Extracted text
BEGIN

The Maxwell Football Club (originally called the Maxwell Football Club of Philadelphia) was established in 1935 to promote safety in the game of American football. Named in honor of Robert W. "Tiny" Maxwell, legendary college player, official, and sports columnist, the club was founded by his friend Bert Bell, then owner of the Philadelphia Eagles professional football team and later commissioner of the National Football League (NFL) along with Edwin Pollock. The awards are presented during the spring of the following year.

As of 2017, the club's president is Mark Dianno, and the club's Chairman is former NFL defensive back Shawn Wooden. The club's headquarters are located in Ambler, Pennsylvania.

END

Records supplied
BEGIN

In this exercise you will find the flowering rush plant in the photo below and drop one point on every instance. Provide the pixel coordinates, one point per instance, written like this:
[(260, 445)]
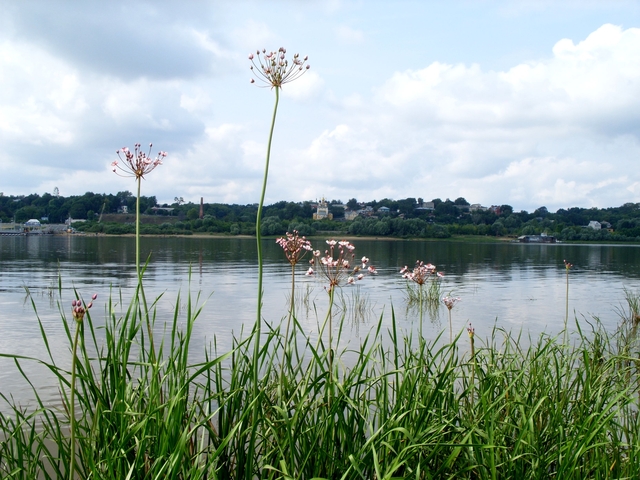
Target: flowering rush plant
[(274, 69), (295, 247), (137, 163), (450, 302), (420, 273), (336, 265)]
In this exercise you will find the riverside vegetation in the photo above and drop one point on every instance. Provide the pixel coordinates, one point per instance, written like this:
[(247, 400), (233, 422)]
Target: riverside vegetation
[(404, 219), (277, 404)]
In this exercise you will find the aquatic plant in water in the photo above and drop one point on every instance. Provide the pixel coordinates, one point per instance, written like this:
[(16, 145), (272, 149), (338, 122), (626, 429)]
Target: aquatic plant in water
[(271, 69), (137, 164), (567, 267), (423, 274), (295, 248), (337, 267), (450, 302), (78, 311)]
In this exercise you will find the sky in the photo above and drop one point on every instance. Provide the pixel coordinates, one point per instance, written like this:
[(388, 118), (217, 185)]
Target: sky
[(520, 102)]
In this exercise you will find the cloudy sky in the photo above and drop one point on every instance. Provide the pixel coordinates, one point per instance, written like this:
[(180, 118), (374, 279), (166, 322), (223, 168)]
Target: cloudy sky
[(528, 103)]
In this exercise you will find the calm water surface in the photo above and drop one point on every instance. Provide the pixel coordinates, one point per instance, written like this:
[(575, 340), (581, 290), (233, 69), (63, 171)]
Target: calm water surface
[(515, 286)]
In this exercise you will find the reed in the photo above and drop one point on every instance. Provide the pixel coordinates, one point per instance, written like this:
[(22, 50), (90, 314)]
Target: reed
[(389, 407)]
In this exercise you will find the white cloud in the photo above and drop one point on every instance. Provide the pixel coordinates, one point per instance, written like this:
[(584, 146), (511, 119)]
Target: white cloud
[(459, 130), (349, 35), (307, 86)]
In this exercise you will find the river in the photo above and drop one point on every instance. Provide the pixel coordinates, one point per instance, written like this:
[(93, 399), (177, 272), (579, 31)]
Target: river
[(518, 287)]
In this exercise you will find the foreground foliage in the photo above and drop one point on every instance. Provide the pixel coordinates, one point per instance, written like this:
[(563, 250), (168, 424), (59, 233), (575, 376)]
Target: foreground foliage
[(392, 407)]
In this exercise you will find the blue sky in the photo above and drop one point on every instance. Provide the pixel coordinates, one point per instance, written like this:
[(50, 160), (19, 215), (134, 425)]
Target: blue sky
[(527, 103)]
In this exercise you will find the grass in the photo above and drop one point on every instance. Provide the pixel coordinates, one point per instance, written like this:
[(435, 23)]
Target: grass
[(525, 408)]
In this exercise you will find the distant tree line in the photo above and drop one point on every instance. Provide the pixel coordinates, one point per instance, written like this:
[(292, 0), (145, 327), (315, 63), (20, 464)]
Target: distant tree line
[(104, 213)]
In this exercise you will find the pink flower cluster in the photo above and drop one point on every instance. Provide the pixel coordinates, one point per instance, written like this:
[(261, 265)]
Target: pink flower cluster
[(78, 310), (295, 247), (420, 273), (137, 163), (336, 264), (450, 301), (273, 68)]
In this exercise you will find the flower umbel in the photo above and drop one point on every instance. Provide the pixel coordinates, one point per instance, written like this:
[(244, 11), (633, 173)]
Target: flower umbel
[(273, 68), (137, 163), (450, 301), (420, 273), (336, 264), (295, 247)]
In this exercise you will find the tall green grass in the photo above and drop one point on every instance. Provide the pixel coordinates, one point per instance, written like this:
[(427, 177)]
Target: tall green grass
[(391, 407)]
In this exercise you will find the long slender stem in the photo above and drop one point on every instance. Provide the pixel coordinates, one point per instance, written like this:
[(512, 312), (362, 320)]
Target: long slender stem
[(566, 309), (139, 274), (420, 291), (72, 406), (258, 326), (259, 216), (286, 336)]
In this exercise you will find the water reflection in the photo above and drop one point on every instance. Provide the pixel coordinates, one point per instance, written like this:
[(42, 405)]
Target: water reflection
[(509, 285)]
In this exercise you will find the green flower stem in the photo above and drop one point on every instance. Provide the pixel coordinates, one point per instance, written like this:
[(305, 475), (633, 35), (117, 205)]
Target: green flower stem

END

What the exercise asks
In the text about the Maxwell Football Club, who founded the club?

Completed task
Bert Bell, along with Edwin Pollock.